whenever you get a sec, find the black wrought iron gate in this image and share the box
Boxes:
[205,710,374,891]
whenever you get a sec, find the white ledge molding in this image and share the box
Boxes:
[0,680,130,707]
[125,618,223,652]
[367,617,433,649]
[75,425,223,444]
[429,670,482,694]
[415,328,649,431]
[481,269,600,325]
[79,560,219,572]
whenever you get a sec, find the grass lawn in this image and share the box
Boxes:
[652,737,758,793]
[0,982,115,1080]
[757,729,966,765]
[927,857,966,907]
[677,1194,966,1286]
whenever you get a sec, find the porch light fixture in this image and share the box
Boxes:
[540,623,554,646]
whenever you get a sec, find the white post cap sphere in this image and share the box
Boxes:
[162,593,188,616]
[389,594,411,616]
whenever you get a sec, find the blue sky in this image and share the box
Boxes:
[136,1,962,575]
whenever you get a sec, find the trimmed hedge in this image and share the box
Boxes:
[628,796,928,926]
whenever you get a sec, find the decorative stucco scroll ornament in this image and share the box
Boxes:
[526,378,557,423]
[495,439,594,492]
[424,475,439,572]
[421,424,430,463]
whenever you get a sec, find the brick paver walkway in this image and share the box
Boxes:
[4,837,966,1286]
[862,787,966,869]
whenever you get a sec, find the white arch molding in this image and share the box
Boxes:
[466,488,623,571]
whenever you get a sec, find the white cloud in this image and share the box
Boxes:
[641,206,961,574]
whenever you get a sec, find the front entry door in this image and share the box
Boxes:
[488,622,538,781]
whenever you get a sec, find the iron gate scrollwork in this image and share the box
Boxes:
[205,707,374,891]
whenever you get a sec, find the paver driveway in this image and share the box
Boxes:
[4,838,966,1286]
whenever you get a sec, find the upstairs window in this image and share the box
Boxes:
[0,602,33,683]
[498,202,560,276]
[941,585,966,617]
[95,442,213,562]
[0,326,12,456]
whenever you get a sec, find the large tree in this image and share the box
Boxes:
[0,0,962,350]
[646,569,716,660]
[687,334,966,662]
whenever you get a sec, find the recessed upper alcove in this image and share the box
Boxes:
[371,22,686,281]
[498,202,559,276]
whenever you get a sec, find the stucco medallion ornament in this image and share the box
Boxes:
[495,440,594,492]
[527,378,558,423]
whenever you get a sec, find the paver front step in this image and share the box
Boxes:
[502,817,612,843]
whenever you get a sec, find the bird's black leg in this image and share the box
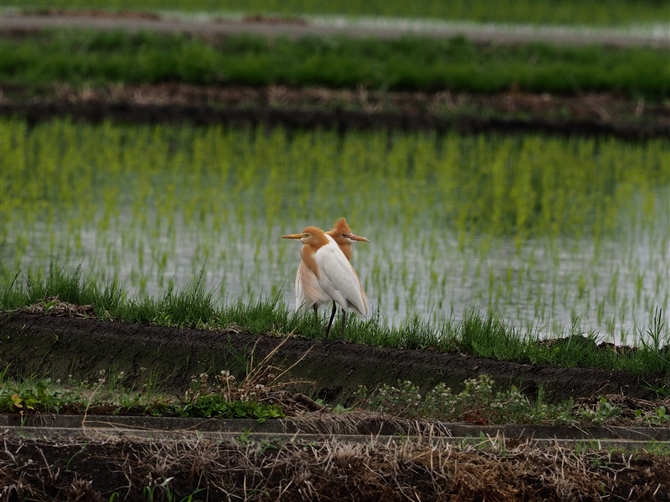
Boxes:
[340,309,346,340]
[325,302,337,340]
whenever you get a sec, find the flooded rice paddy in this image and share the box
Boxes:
[1,118,668,344]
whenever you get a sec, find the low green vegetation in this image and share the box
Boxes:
[355,374,670,426]
[1,29,668,98]
[2,366,667,427]
[2,264,669,376]
[0,365,284,421]
[9,0,667,27]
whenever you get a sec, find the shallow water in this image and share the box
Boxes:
[2,120,668,345]
[11,205,667,346]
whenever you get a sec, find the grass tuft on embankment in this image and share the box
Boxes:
[2,264,669,376]
[1,29,668,98]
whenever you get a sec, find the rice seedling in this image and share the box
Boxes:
[2,30,668,99]
[1,118,668,347]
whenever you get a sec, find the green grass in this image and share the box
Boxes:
[9,0,668,27]
[2,263,669,376]
[1,29,668,98]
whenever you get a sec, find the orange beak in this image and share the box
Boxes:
[281,233,304,240]
[343,233,370,243]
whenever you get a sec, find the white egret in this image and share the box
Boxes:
[282,225,368,339]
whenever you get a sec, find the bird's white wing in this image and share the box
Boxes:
[295,260,330,312]
[314,239,369,316]
[295,266,306,312]
[354,263,369,314]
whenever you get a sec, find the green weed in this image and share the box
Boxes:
[0,376,78,415]
[0,370,285,421]
[355,375,670,426]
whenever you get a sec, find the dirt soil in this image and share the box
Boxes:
[2,429,669,501]
[2,82,668,140]
[1,311,666,405]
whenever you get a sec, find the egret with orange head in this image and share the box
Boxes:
[282,222,369,339]
[328,217,370,261]
[323,218,369,334]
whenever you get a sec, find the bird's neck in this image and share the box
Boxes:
[300,244,321,278]
[339,245,353,261]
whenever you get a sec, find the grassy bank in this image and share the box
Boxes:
[1,30,668,98]
[2,264,668,376]
[10,0,668,26]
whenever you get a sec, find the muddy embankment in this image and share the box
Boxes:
[1,83,668,140]
[1,311,664,404]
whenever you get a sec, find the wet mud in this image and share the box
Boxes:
[1,100,667,140]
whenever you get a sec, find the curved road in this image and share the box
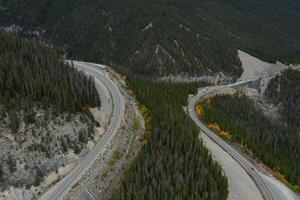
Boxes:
[188,80,299,200]
[40,61,125,200]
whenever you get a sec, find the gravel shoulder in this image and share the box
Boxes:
[197,84,300,200]
[0,63,112,200]
[65,71,145,200]
[200,131,263,200]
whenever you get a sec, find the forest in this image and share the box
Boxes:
[0,31,230,198]
[265,69,300,129]
[0,31,100,116]
[198,93,300,192]
[111,79,228,199]
[0,32,100,190]
[1,0,299,78]
[1,0,299,197]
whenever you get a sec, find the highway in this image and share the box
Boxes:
[188,79,299,200]
[40,61,125,200]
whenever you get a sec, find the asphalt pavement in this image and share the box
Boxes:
[40,61,124,200]
[188,80,299,200]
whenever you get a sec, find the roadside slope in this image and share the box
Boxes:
[40,61,125,200]
[188,88,263,200]
[200,132,263,200]
[65,63,145,200]
[189,83,300,200]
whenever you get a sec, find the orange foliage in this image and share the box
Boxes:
[195,104,205,118]
[127,89,134,96]
[218,130,231,139]
[205,95,214,105]
[208,123,231,139]
[273,171,290,185]
[273,171,300,193]
[208,123,221,132]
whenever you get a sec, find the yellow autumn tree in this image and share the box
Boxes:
[208,123,221,132]
[273,171,300,193]
[205,95,213,105]
[208,123,232,139]
[139,104,152,134]
[127,89,134,96]
[219,130,231,139]
[195,104,205,118]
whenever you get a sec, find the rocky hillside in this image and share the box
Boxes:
[1,0,299,78]
[265,69,300,128]
[0,32,101,192]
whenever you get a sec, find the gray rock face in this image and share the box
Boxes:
[0,107,95,195]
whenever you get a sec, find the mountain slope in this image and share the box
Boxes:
[1,0,299,78]
[198,92,300,193]
[0,32,100,192]
[265,69,300,128]
[0,32,100,113]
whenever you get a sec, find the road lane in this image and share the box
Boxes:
[188,81,299,200]
[188,90,274,200]
[40,61,124,200]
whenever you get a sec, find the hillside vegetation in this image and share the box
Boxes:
[112,80,228,199]
[1,0,299,77]
[0,32,100,191]
[265,69,300,128]
[198,93,300,192]
[0,32,100,115]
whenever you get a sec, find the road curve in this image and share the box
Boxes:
[188,81,278,200]
[40,61,125,200]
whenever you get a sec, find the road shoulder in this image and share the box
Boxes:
[200,132,263,200]
[65,69,145,200]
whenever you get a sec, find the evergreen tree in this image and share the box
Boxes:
[0,32,100,117]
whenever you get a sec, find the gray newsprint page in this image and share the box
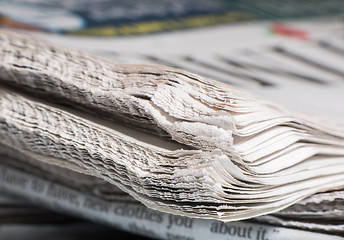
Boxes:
[0,163,341,240]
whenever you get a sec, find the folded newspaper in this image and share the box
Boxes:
[0,30,343,237]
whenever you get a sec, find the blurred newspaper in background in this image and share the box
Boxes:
[0,1,344,239]
[2,0,344,36]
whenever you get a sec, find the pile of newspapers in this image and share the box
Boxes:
[0,30,343,239]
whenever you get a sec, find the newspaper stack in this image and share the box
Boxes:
[0,30,343,235]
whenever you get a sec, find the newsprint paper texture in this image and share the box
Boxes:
[0,29,343,238]
[0,163,342,240]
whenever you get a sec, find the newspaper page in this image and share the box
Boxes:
[0,163,342,240]
[1,2,344,239]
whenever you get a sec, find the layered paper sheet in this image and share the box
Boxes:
[0,30,343,232]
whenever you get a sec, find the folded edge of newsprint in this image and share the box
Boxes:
[0,30,343,235]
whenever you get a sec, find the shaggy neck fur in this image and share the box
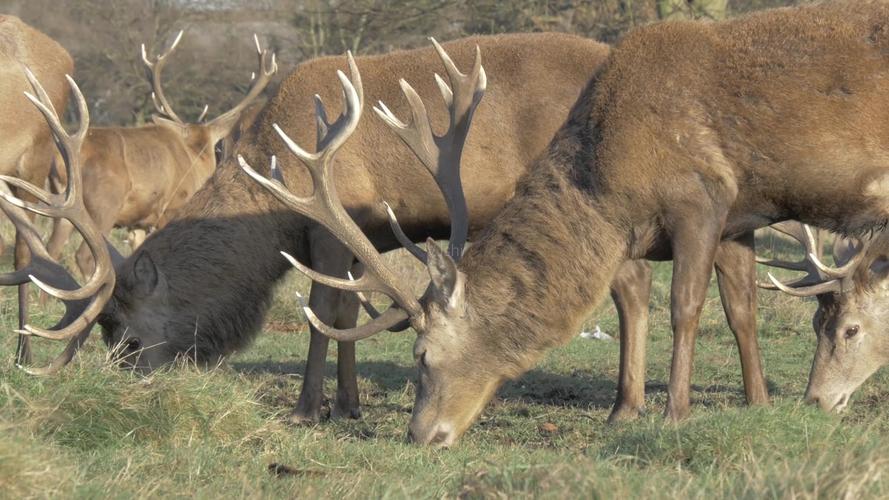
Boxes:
[458,74,628,373]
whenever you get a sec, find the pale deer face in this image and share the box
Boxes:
[407,245,517,446]
[805,256,889,411]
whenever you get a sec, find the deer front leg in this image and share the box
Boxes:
[665,214,726,421]
[608,259,652,424]
[714,231,769,406]
[291,233,355,423]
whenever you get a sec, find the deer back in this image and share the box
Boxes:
[0,15,73,184]
[237,32,609,249]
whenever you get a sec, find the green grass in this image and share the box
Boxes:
[2,227,889,498]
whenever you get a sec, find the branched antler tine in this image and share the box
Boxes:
[0,184,65,219]
[281,251,380,292]
[0,175,54,205]
[239,155,314,211]
[316,69,362,152]
[756,272,827,290]
[314,94,330,140]
[22,67,58,118]
[383,201,427,263]
[372,102,406,131]
[400,79,436,162]
[207,37,278,129]
[142,30,185,123]
[754,255,808,271]
[346,51,363,106]
[19,327,92,376]
[434,73,453,107]
[348,270,381,319]
[296,292,409,342]
[19,290,108,340]
[272,125,317,166]
[765,273,842,297]
[809,238,870,279]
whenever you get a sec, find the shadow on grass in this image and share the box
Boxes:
[233,358,765,413]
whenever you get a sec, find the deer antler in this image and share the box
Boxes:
[206,34,277,135]
[0,69,117,374]
[756,221,869,296]
[142,30,186,123]
[240,52,418,337]
[374,39,485,263]
[241,41,485,341]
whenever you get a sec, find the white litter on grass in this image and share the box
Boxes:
[579,325,613,341]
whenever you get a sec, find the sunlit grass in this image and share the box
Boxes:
[2,223,888,498]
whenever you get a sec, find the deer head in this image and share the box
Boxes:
[759,222,889,412]
[142,31,277,159]
[240,39,492,446]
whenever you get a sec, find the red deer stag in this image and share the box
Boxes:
[759,222,889,413]
[44,31,276,275]
[0,15,74,366]
[253,2,889,445]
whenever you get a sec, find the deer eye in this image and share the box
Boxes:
[418,350,428,368]
[844,326,860,339]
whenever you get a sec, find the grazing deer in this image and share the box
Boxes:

+ + + +

> Work to be completed: Filter the entries down to the lines with the word "folded" in them.

> Exercise answer:
whenever you get a sec, find the folded newspaper in this image and share the box
whenever you get a sec, find the folded edge of newsprint in this image and share the box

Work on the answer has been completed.